EXTRAIT DE LA PAGE =
══════════════════════════════

16 mars 2013

Mauvais genre

Ayant lu l'article Genre et nom de mon ami kinezana, il m'est apparu que lui répondre prendrait trop d'espace pour un commentaire. Aussi, je m'étale ici.

En premier lieu, je voudrais réagir aux affirmation de Françoise Héritier, par ce simple mot : foutaises ! Ça veut dire quoi, le masculin est supérieur au féminin ? Est‑ce la question de l'accord ? En ce cas, l'islandais est un contre-exemple flagrant : quand des masculins et des féminins sont accordés en commun, le résultat est au neutre pluriel. En tous cas, faire des généralisations sur une notion (l'opposition grammaticale entre masculin et féminin) absente de la plupart des langues du monde est absurde.

Pour le reste, je dirais que le genre est arbitraire, lorsqu'il est étudié d'un point de vue synchronique. En revanche, dès lors que l'on s'y intéresse d'un point de vue diachronique, le genre est presque exclusivement déterminé par la morphologie, dans la langue où il acquiert ce genre.
Prenons l'exemple de « mort » féminin comparé à « Tod » masculin. Le premier vient du latin « mors » féminin, et plus loin de sa forme archaïque « mortis ». Lequel est constitué du radical « mor- », suivi d'un suffixe « -tis » qui est toujours féminin (cf. mens < men-tis, gens < gen-tis, etc.) tout comme son équivalent grec « -sis » (cf. thesis, basis, etc.), ce genre remontant à l'indo‑européen. Le second, lui, vient d'une forme germanique commune « *dauþuz », où le radical « *dau- » (cf. to die) est complété par le suffixe « *-þuz », dont le cognat latin est le suffixe « -tus » de quatrième déclinaison, qui forme des mots exclusivement ... masculins !
Les noms de jours sont tous masculins, car le suffixe -di vient du latin « dies » qui était masculin. De même pour les mois, qui sont d'anciens adjectifs accordés à « mensis » (= mois), un masculin.
À quelques exceptions très spécifiques près, un mot latin voit son genre déterminé par son suffixe, hors quelques catégories déterminées par le sens. De manière assez compréhensible, les noms désignant un homme ou un métier masculin sont masculins. Idem pour les femmes et métiers féminins qui sont féminins. Les peuples sont masculins pluriels car c'est le masculin qui l'emporte dans un ensemble d'animés masculins et féminins. Puis viennent les catégories moins évidentes : les arbres, pays et îles sont féminins et les vents et cours d'eau sont masculins. Il faut, pour comprendre, se souvenir que toutes ces choses étaient animées dans la conception plus ou moins animiste des anciens Latins et de leurs ancêtres indo‑européens. Ainsi, la Terre est une femme, donc les terres / les pays sont des féminins. Les arbres sont habités par des esprit femmes, les dryades des Grecs, ils sont donc féminins. C'est vraisemblablement un phénomène similaire qui est à l'œuvre pour les deux autres catégories.

══════════════════════════════

LISTE FOURNIE =
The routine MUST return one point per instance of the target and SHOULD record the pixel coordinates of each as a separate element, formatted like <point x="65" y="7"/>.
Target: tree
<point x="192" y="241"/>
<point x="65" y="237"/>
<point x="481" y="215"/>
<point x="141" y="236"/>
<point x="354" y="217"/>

══════════════════════════════

CONSIGNES =
a – Relevez l'ensemble des suffixes cités dans le billet sur le genre grammatical.
b – Transcrivez fidèlement le passage du billet sur le genre grammatical qui va de « Les noms de » jusqu'à « mois), un masculin. » inclus.
La liste qui précède constitue un matériau distinct du billet.

RÉPONSES COMPLÈTES =
a – « -tis », « -sis », « *-þuz », « -tus », « -di »

b –
Les noms de jours sont tous masculins, car le suffixe -di vient du latin « dies » qui était masculin. De même pour les mois, qui sont d'anciens adjectifs accordés à « mensis » (= mois), un masculin.